SOURCE MATERIAL below:
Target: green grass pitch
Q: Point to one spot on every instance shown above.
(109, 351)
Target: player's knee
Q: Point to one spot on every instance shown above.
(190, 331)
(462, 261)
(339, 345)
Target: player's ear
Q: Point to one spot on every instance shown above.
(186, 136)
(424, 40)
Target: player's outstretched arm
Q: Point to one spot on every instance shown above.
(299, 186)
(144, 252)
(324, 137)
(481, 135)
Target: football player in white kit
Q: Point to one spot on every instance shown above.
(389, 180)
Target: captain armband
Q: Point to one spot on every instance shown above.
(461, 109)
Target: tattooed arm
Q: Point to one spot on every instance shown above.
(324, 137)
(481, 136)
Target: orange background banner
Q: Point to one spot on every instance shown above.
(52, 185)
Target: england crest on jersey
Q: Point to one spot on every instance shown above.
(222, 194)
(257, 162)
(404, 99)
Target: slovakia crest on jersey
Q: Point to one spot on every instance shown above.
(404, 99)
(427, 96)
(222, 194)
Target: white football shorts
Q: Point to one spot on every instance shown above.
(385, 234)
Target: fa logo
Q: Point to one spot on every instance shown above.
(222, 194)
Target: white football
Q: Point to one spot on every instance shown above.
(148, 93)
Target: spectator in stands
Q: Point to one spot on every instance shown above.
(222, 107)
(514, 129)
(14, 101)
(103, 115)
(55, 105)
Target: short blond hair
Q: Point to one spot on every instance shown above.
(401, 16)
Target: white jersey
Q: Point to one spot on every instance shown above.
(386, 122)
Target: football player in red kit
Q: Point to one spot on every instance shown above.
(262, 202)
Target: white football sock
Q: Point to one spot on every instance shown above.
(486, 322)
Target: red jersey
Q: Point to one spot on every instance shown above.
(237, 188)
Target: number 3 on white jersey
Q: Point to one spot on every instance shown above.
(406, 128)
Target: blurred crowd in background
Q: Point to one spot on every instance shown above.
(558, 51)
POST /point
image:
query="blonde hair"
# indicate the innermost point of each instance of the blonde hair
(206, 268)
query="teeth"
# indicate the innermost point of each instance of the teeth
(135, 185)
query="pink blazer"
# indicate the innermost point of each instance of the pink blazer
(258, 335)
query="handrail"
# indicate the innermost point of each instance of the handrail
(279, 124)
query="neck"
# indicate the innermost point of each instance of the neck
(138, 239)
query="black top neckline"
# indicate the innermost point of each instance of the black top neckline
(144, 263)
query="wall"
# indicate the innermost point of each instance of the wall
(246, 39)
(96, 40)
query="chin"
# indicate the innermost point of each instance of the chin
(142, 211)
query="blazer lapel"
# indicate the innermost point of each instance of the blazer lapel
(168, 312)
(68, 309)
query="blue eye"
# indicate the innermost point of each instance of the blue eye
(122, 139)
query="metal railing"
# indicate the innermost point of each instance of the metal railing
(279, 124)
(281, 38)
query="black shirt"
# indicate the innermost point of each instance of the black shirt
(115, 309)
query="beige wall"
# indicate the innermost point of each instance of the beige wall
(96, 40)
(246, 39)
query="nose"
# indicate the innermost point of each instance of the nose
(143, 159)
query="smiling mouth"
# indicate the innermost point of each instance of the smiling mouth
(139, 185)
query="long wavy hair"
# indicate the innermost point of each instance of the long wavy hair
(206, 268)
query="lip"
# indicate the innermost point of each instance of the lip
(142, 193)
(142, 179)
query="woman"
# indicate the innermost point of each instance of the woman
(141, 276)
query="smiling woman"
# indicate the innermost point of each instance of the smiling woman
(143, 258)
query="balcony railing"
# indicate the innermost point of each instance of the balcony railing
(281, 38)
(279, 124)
End of SOURCE MATERIAL.
#### WORK REQUIRED:
With every line kept whole, write out the records again exactly.

#### EXERCISE OUTPUT:
Target: green grass pitch
Q: Point to one spot on every instance shown above.
(109, 351)
Target: player's knee
Q: Point to one spot on every instance shown above.
(190, 331)
(462, 261)
(339, 345)
Target: player's ear
Q: Point to one spot on every instance shown above.
(186, 136)
(424, 40)
Target: player's outstretched arm
Q: Point to one spot on every instance shown above.
(299, 186)
(144, 252)
(324, 137)
(481, 135)
Target: football player in white kit
Q: Point to one spot on every instance shown above.
(389, 180)
Target: captain armband
Q: Point to one spot on every instance shown above.
(461, 109)
Target: tattooed arm
Q: Point to one spot on every instance shown above.
(324, 137)
(481, 136)
Target: orange background banner
Q: Point to one spot on every instance shown above.
(52, 185)
Target: england crest on jersey
Q: Point to one spot on every instance shown above.
(222, 194)
(257, 162)
(404, 99)
Target: slovakia crest on jersey
Q: Point to one spot on every instance shown above.
(404, 99)
(427, 96)
(222, 194)
Target: white football shorts
Q: Point to one spot on every instance shown above.
(385, 234)
Target: fa logo
Q: Point to one spot on every instance shown above.
(222, 194)
Target: white football
Q: Point to one spot on every instance shown above.
(148, 93)
Target: spectator in stands
Q: Point to one spot on every instance shown above.
(222, 107)
(514, 129)
(14, 101)
(103, 115)
(55, 105)
Target: short blond hair
Q: Point to one spot on every instance shown above.
(401, 16)
Target: white jersey
Q: Point to one spot on every instance shown above.
(386, 122)
Target: football player in red kit
Q: Point to one spot on every instance shown above.
(262, 202)
Target: white football sock
Q: Point to one spot on every instance shown above.
(486, 322)
Target: red jersey
Q: Point to one spot on every instance shown above.
(237, 188)
Target: number 3 on white jersey
Q: Point to one spot on every instance shown above.
(406, 128)
Target: blurred crowd in background
Q: Point to one spot on every instance shown above.
(558, 51)
POST /point
image:
query="blonde hair"
# indicate the innermost point of each instance of the blonde hair
(206, 268)
query="teeth"
# indicate the innermost point of each instance of the teeth
(135, 185)
query="pink blazer"
# indicate the innermost point of each instance of the pink blazer
(258, 335)
query="handrail"
# indicate the innermost point of each instance of the handrail
(279, 124)
query="neck"
# indicate the innermost point of each instance of the neck
(138, 239)
query="black top neckline"
# indicate the innermost point of each instance of the black top neckline
(144, 263)
query="wall"
# indicate the innermost point of each instance of the wall
(246, 39)
(96, 40)
query="chin"
# indicate the innermost point of each instance of the chin
(142, 211)
query="blazer lapel"
# indicate the innermost point of each instance of the blazer lapel
(168, 312)
(68, 309)
query="blue eye"
# indicate the innermost point of each instance of the blue eye
(122, 139)
query="metal railing"
# indicate the innermost point of each instance of the metal railing
(279, 124)
(281, 38)
query="black shirt"
# indicate the innermost point of each instance of the black shirt
(115, 309)
query="beige wall"
# indicate the innermost point of each instance of the beige wall
(96, 40)
(246, 39)
query="nose"
# indicate the innermost point of each instance of the nose
(143, 159)
query="smiling mouth"
# indicate the innermost point of each instance of the smiling mouth
(139, 185)
query="long wavy hair"
# indicate the innermost point of each instance of the long wavy hair
(206, 268)
query="lip"
# indicate the innermost point of each instance of the lip
(142, 193)
(142, 179)
query="woman"
# indicate the innermost point of each instance of the woman
(141, 276)
query="smiling woman"
# indicate the innermost point of each instance of the smiling woman
(143, 258)
query="balcony railing"
# indicate the innermost point of each instance of the balcony railing
(281, 38)
(279, 124)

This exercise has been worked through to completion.